Task description. Starting at the line that contains "Could you give the outline of every instance of the ocean", copy each line word for word through the last of the lines below. Reproduce only those lines.

============

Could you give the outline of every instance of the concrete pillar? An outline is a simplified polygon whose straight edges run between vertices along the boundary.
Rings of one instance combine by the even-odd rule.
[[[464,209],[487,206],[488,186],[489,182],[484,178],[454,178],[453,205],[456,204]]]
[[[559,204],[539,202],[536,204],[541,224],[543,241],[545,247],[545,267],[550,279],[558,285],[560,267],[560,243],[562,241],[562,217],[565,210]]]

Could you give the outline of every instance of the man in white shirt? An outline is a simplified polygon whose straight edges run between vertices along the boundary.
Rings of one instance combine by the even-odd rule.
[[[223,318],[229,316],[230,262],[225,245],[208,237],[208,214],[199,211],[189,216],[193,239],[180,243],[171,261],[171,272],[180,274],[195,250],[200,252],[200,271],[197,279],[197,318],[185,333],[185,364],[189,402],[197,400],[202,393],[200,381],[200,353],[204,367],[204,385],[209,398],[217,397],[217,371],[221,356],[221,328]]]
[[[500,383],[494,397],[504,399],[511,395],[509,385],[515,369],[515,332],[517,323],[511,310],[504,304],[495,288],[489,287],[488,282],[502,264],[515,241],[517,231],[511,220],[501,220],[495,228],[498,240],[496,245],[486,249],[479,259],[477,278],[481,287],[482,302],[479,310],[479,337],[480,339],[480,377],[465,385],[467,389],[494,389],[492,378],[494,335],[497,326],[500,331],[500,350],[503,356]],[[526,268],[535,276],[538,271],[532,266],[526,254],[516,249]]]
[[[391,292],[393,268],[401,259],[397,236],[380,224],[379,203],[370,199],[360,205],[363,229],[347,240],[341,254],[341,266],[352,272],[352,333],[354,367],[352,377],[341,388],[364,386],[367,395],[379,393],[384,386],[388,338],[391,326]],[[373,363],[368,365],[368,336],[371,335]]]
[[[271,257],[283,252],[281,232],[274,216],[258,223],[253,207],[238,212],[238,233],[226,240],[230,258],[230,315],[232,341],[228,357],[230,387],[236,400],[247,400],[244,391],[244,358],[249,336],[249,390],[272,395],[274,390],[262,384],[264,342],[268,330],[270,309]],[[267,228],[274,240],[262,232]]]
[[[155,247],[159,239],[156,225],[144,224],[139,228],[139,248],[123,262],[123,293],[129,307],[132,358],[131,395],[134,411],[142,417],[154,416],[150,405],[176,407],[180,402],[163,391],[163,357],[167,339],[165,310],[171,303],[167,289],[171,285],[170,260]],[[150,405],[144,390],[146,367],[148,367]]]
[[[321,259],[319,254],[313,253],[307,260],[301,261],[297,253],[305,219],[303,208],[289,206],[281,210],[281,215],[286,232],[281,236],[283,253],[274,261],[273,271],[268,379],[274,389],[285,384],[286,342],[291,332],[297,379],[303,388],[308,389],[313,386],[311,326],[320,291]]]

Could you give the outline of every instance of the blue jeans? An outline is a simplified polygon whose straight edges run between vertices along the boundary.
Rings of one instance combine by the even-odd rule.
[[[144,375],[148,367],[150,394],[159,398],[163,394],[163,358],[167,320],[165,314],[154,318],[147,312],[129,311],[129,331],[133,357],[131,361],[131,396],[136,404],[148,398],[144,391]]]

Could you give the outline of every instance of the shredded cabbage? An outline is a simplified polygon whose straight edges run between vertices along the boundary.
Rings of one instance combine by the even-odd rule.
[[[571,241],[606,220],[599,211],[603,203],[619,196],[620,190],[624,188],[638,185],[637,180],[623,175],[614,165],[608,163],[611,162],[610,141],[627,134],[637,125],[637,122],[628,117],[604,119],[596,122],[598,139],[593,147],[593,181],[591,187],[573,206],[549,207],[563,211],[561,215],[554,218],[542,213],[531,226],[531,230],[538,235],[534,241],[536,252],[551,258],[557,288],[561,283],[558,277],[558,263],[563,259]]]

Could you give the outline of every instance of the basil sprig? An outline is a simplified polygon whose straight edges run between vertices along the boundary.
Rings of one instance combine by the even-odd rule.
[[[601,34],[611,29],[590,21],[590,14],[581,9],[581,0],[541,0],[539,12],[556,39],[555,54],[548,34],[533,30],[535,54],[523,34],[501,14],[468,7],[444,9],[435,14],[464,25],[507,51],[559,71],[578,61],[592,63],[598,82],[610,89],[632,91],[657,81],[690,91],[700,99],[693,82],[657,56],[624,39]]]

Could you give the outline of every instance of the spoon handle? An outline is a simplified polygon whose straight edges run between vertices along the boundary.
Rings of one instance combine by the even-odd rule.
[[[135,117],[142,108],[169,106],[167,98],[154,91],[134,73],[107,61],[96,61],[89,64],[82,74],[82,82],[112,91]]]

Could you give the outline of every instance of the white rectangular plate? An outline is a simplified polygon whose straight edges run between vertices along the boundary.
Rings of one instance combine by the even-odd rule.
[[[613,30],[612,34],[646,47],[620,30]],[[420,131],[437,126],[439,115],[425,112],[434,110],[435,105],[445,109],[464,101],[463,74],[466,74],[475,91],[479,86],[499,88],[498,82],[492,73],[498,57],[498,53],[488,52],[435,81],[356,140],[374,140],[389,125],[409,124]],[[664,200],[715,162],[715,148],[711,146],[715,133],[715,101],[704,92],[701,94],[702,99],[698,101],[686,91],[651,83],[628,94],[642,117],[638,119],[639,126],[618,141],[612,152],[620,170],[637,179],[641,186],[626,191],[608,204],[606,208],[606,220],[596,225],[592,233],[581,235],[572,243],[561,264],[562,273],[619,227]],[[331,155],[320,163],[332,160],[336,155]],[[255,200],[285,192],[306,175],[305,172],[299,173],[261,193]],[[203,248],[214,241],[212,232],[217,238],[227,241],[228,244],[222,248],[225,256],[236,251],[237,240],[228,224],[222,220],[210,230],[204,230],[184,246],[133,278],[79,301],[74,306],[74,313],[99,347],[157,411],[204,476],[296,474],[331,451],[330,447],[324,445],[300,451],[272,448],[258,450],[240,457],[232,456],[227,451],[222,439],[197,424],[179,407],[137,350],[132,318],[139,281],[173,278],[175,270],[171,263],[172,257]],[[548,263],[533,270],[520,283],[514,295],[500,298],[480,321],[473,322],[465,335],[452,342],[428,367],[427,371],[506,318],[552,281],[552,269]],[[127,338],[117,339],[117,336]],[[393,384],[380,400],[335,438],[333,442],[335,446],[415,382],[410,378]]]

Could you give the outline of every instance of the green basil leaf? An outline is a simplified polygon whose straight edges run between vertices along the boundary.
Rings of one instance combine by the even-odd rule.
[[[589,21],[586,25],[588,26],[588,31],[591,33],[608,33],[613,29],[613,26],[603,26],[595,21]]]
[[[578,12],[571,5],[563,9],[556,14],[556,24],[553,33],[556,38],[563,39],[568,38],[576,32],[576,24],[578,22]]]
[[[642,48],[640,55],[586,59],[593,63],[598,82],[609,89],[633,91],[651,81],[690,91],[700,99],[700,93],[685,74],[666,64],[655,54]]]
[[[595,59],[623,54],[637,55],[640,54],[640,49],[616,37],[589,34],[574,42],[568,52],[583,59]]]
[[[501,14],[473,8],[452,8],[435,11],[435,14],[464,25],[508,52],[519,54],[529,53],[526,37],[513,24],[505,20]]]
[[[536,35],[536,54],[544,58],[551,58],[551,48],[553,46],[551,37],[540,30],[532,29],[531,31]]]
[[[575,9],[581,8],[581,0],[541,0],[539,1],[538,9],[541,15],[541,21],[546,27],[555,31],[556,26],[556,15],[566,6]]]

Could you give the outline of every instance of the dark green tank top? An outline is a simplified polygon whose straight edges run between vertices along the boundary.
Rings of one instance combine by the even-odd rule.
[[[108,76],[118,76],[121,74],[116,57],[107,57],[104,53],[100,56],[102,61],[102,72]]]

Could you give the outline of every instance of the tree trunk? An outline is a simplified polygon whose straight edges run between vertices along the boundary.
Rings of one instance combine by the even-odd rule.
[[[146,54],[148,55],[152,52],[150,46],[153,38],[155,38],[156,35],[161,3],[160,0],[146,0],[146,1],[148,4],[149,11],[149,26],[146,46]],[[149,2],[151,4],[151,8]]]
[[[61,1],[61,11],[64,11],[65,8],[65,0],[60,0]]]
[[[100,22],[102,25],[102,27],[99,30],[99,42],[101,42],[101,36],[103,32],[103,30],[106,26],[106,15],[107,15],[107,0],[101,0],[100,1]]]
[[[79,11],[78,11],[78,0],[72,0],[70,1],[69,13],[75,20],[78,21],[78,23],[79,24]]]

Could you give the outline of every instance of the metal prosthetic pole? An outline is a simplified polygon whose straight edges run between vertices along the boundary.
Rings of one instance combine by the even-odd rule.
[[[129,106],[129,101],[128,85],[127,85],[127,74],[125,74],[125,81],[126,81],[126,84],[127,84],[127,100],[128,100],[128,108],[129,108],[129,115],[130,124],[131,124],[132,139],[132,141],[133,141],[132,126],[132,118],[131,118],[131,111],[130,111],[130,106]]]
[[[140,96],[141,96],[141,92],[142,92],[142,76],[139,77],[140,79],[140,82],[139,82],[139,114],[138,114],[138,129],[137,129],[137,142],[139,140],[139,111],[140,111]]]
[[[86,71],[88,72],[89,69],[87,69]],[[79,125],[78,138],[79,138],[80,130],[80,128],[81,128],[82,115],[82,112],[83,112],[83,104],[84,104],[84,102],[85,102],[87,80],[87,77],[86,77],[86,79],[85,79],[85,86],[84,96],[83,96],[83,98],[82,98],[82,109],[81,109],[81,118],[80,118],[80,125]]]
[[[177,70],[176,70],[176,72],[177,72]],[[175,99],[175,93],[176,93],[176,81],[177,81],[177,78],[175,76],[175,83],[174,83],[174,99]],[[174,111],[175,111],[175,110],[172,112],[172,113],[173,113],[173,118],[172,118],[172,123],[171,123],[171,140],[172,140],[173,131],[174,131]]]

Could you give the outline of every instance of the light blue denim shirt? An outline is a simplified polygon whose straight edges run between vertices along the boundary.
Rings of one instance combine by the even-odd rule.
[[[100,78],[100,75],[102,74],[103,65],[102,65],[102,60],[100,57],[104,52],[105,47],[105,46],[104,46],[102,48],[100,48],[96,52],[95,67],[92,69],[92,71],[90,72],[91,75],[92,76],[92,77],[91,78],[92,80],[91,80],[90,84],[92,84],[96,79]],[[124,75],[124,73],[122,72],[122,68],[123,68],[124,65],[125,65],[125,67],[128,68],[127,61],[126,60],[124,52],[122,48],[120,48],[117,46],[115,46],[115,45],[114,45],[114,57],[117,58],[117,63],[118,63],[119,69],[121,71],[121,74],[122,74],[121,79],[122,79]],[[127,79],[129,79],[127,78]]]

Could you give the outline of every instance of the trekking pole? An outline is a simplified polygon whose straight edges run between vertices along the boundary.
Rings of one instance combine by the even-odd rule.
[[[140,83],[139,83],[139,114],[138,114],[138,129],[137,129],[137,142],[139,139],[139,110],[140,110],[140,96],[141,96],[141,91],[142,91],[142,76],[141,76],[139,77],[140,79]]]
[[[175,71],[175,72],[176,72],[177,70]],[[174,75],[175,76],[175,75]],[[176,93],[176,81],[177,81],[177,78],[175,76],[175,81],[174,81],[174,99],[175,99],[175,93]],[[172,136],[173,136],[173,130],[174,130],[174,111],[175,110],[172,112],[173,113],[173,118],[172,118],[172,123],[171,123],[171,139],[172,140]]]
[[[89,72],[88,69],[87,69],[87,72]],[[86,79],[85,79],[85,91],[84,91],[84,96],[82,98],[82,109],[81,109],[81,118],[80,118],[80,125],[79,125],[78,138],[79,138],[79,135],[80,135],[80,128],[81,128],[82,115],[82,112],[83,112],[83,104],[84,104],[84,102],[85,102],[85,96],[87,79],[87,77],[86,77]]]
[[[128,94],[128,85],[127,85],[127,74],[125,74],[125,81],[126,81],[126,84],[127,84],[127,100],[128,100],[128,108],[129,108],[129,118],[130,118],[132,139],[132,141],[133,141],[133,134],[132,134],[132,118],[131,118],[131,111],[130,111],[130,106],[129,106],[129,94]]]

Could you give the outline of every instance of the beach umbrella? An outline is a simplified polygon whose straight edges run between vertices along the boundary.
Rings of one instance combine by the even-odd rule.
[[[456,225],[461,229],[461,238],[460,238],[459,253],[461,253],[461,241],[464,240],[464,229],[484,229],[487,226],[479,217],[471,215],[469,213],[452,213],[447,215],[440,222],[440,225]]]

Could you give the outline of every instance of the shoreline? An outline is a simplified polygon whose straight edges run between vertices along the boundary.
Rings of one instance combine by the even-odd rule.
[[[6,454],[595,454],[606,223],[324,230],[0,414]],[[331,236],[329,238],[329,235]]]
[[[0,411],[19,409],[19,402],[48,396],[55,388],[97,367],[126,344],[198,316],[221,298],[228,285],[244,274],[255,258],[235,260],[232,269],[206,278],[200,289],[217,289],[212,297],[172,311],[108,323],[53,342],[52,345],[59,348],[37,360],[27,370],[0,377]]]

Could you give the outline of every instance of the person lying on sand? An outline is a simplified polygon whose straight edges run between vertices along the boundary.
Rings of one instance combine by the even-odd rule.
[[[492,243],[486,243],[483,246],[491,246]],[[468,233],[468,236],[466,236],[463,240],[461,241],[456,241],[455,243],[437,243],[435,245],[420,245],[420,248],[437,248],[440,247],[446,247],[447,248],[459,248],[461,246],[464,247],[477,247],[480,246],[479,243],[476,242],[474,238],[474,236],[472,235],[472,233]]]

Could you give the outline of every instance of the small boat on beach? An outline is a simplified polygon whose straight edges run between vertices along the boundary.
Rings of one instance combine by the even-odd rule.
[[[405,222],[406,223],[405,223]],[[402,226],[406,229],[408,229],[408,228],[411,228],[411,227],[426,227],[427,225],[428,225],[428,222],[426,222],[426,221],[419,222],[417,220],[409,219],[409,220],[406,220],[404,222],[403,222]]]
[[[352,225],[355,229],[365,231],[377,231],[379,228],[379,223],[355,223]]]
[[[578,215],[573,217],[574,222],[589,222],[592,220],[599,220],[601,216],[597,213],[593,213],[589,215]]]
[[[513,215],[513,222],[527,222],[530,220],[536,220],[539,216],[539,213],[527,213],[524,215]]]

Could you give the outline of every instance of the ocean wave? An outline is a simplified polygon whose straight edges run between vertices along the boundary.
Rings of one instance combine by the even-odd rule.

============

Task response.
Could you give the outline of every instance of the ocean wave? An outline is a simplified polygon whose straight edges run between vertices along the boundary.
Rings of one instance combine by the even-odd rule.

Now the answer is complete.